▶ [PROVIDED DATA]:
*** Begin section ***
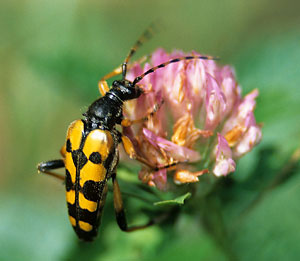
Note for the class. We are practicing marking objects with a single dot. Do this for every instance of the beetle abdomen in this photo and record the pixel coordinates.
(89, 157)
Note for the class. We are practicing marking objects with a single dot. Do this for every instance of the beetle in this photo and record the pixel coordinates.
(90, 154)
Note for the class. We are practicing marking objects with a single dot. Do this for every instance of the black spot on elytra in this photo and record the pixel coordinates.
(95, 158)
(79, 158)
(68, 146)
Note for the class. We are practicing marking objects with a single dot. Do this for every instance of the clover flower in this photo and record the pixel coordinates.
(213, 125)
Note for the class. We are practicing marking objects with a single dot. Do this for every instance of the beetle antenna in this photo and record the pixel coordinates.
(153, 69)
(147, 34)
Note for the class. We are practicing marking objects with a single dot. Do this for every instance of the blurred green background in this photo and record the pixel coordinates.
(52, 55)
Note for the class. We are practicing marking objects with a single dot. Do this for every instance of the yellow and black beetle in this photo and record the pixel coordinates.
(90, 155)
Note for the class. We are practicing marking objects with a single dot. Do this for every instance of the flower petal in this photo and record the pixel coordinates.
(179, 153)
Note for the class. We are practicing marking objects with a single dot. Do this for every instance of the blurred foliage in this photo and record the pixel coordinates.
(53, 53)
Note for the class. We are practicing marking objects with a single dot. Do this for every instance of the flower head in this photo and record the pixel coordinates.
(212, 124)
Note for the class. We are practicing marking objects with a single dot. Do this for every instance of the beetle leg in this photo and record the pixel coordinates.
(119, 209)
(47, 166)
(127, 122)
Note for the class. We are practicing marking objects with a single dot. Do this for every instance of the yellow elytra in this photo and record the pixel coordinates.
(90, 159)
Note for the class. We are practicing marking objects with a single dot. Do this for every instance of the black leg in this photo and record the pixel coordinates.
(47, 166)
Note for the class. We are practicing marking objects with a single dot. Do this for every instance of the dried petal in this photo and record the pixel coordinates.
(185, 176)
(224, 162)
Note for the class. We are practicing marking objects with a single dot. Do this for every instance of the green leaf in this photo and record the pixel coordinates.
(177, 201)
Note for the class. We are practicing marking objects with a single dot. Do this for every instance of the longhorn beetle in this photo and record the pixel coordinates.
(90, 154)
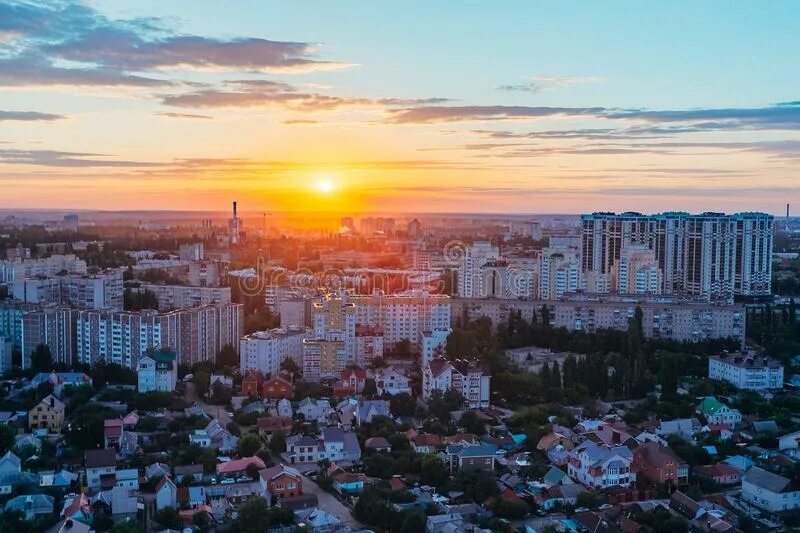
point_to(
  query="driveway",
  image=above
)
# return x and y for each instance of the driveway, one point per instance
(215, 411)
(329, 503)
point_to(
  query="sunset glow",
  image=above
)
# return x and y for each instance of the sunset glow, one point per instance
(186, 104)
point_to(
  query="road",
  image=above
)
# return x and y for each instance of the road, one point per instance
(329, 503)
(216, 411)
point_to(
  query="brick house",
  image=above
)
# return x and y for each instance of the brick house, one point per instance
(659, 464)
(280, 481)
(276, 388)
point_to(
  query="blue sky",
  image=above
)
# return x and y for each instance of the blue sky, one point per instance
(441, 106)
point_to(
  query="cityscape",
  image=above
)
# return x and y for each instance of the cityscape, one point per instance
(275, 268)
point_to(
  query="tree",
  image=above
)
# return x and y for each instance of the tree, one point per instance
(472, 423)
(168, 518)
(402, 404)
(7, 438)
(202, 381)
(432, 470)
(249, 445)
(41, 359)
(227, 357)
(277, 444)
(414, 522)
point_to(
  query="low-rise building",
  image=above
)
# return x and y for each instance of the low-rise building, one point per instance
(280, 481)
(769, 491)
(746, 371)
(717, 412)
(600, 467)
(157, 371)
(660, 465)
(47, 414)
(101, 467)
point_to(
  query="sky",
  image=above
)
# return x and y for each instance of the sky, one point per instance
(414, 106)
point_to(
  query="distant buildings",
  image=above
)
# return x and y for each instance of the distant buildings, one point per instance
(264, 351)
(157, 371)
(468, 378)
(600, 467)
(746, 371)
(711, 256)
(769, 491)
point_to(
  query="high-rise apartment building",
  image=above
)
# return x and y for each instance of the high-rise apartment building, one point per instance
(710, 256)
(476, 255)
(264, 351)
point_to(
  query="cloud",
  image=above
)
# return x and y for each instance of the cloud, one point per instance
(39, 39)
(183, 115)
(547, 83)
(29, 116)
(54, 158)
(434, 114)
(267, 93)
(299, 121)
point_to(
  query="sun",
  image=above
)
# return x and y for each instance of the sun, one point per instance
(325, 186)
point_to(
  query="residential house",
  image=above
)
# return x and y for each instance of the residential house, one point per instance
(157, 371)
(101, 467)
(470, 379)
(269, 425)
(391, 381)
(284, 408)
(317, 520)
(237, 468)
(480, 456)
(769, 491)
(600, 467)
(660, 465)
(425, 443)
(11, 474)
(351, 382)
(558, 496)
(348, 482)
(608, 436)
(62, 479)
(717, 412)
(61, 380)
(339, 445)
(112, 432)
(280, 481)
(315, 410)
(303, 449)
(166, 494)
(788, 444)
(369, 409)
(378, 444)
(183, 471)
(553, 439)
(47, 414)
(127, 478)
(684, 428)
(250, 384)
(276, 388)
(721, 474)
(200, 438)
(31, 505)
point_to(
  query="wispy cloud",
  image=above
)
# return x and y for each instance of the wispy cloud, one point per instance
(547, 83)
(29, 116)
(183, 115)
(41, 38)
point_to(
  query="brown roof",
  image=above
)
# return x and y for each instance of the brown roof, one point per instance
*** End section ***
▶ [EXERCISE REQUIREMENTS]:
Write the lines above out again exactly, without any of their pictures.

▶ [RESULT FOR THIS TASK]:
Note for the class. We are practicing marking objects with a single dot. Do this for every instance of the beetle abdomen in this photo and record the pixel coordinates.
(89, 157)
Note for the class. We are practicing marking objects with a single dot. Do this for every instance of the beetle in this photo and record the pixel coordinates.
(90, 154)
Note for the class. We are practicing marking objects with a single dot. Do this for every instance of the black spot on elytra in this photo and record the pixel coordinates.
(95, 158)
(79, 158)
(68, 146)
Note for the class. We are practicing marking objects with a single dot. Do this for every instance of the clover flower in this photo and record the pixel coordinates.
(213, 125)
Note for the class. We are practicing marking objects with a single dot. Do this for every instance of the beetle antenna in this photo and record the pixel coordinates.
(153, 69)
(147, 34)
Note for the class. We are practicing marking objects with a single dot. Do this for every instance of the blurred green background in this photo and record the pixel coordinates.
(52, 55)
Note for the class. We are practicing marking objects with a single dot. Do this for every instance of the yellow and black beetle in this photo and record the pixel coordinates.
(90, 155)
Note for the class. We are practicing marking objects with a single dot. Do this for every instance of the flower petal in this photo and record the pixel coordinates.
(179, 153)
Note for the class. We are practicing marking objects with a single dot. Do this for every instance of the blurred foliage in this photo and record the pixel coordinates.
(53, 53)
Note for the class. We are practicing marking objects with a single dot. Do this for every instance of the flower head in this photo and record the pixel coordinates.
(212, 124)
Note for the class. We are practicing marking objects with a single dot. Do this for every instance of the beetle leg in this photo and record the pixel coordinates.
(119, 209)
(47, 166)
(127, 122)
Note for the class. We are practicing marking objects with a single dot. Do this for every instance of the yellow elytra in this photo and record the pixel coordinates.
(90, 159)
Note for the class. We are practicing marking objects with a single dot. Do this for every instance of the black leg in this photo and record the pixel coordinates.
(47, 166)
Note for the class. We are practicing marking objects with a single dot. Do this for every instance of the dried petal in this photo and record the pixel coordinates.
(185, 176)
(224, 162)
Note for the class. We are practicing marking objects with a single dot. Do this for every instance of the green leaf in this photo and record the pixel coordinates.
(177, 201)
Note for the class. We are practicing marking objects with a single dot. Do this for every instance of the longhorn beetle in this photo and record the pixel coordinates.
(90, 154)
point_to(
  query="driveway",
  image=above
)
# return x and y for each instance of the driveway, one point per instance
(215, 411)
(329, 503)
point_to(
  query="sunset glow",
  image=above
)
# return x and y for each instance of the sunset glow, one point per instance
(186, 104)
point_to(
  query="road",
  image=above
)
# return x and y for each instance of the road, one point per instance
(329, 503)
(216, 411)
point_to(
  query="brick house",
  image=above
)
# return x and y for each instance of the brick house, one point per instance
(659, 464)
(280, 481)
(276, 388)
point_to(
  query="blue sky",
  image=above
)
# return x and y for each instance of the blue sky, one point per instance
(441, 106)
point_to(
  query="cityscape",
  image=above
)
# return x and y for each instance of the cityscape, one point per instance
(275, 268)
point_to(
  query="tree",
  image=above
)
# return x and y for each instance of the tree, one point per instance
(472, 423)
(168, 518)
(402, 404)
(7, 438)
(202, 381)
(432, 470)
(249, 445)
(41, 359)
(227, 357)
(277, 444)
(414, 522)
point_to(
  query="low-rise building",
  image=above
)
# return x and y for each instance of the low-rise building, one point per instance
(280, 481)
(769, 491)
(746, 371)
(717, 412)
(600, 467)
(157, 371)
(660, 465)
(47, 414)
(101, 467)
point_to(
  query="sky",
  image=above
)
# return x and y for each instance of the sky, one point per instance
(414, 106)
point_to(
  query="distant buildings",
  image=above
)
# return x and y for each instance of the distant buildings, one point per instance
(264, 351)
(157, 371)
(468, 378)
(600, 467)
(746, 371)
(711, 256)
(769, 491)
point_to(
  query="high-rise apartment building",
  image=above
)
# return x and y for each instance of the high-rise apartment building, one point per instance
(710, 256)
(476, 255)
(264, 351)
point_to(
  query="cloud",
  image=above
)
# return x and y for each instance of the cloud, one point per instance
(39, 39)
(183, 115)
(547, 83)
(29, 116)
(54, 158)
(434, 114)
(267, 93)
(299, 121)
point_to(
  query="sun",
  image=above
)
# return x and y for each instance of the sun, one point per instance
(325, 186)
point_to(
  query="residential house",
  image=above
)
# return x and y for each instance of the residential house, one point per instance
(157, 371)
(101, 467)
(470, 379)
(269, 425)
(391, 381)
(284, 408)
(317, 520)
(237, 468)
(480, 456)
(769, 491)
(600, 467)
(660, 465)
(425, 443)
(11, 474)
(351, 382)
(558, 496)
(348, 482)
(608, 436)
(62, 479)
(717, 412)
(61, 380)
(339, 445)
(112, 432)
(280, 481)
(315, 410)
(303, 449)
(166, 494)
(788, 444)
(369, 409)
(378, 444)
(183, 471)
(553, 439)
(47, 414)
(127, 478)
(684, 428)
(250, 384)
(276, 388)
(721, 474)
(200, 438)
(31, 505)
point_to(
  query="wispy cloud",
  image=above
)
# return x and y for each instance of the wispy cloud, one point per instance
(547, 83)
(29, 116)
(183, 115)
(41, 38)
point_to(
  query="brown roof",
  image=above
)
# return x and y for each instance of the brown roof, one point per instance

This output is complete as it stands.